SHORT EXERCISE -
Duplicate the data starting at the line containing "Can you spot any yellow" and ending at the line containing "[718,459,1255,716]", including both of those lines.

INPUT MATERIAL -
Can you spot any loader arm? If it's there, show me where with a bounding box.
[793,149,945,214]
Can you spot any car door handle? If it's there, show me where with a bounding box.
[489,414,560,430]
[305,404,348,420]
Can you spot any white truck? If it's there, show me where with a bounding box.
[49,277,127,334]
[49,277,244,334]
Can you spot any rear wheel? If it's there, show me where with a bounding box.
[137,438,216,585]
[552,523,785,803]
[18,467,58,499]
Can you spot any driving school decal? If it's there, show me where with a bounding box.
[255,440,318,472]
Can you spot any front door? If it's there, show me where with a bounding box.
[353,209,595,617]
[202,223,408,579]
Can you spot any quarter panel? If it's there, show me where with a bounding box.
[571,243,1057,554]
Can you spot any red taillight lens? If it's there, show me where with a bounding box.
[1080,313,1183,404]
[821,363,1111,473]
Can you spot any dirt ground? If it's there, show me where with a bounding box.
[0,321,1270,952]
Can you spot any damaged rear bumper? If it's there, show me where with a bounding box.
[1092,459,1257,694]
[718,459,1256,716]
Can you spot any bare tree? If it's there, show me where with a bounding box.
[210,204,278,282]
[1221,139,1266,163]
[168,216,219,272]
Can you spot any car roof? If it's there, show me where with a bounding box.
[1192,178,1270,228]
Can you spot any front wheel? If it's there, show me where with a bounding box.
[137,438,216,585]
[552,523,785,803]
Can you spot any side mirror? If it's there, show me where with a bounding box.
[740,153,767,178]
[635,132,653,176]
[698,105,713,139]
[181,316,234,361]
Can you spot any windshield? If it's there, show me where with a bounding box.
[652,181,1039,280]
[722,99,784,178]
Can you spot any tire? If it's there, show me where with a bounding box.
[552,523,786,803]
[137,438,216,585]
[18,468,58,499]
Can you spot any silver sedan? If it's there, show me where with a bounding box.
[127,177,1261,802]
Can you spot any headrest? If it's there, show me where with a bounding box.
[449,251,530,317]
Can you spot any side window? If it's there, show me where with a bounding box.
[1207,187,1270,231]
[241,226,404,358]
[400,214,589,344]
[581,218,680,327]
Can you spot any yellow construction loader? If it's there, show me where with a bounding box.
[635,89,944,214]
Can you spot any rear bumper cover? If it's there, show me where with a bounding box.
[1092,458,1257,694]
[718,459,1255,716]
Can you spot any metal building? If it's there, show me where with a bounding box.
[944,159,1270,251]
==
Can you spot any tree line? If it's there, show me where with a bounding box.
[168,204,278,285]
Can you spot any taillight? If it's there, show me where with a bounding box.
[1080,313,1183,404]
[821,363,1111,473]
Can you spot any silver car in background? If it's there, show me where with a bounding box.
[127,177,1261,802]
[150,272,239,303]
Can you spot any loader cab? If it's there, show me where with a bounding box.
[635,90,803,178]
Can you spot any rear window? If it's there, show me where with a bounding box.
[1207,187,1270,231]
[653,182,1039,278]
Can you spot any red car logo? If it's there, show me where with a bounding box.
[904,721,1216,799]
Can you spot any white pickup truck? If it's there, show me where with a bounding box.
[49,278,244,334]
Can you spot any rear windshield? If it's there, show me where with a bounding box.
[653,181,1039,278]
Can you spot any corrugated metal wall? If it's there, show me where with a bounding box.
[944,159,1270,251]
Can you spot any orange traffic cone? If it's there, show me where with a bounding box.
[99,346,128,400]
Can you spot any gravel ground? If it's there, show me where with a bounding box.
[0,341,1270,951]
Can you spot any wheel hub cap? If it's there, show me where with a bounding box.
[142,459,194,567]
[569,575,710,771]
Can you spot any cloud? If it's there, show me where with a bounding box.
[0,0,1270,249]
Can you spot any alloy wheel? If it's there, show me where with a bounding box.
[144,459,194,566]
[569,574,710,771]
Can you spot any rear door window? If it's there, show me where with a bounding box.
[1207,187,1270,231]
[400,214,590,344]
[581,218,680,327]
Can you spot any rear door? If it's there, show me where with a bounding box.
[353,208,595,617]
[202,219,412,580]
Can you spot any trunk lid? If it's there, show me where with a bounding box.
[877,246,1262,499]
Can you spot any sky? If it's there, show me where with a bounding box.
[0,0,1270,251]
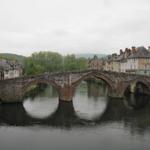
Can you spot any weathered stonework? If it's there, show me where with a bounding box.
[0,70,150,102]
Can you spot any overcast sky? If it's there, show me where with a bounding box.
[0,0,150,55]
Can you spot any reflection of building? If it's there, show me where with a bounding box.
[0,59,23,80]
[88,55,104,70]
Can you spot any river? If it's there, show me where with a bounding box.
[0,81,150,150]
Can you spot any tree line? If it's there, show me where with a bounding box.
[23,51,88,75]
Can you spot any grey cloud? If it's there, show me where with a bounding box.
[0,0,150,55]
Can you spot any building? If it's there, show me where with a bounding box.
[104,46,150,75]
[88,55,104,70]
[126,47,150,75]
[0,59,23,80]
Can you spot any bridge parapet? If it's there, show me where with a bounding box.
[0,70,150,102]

FULL RESPONSE -
Can you spot any yellow construction loader? If it's there, show me where with a bounding box.
[635,89,944,214]
Can you spot any rear bumper cover? If it's there, show me where with a bounding box.
[1092,458,1257,694]
[718,459,1255,716]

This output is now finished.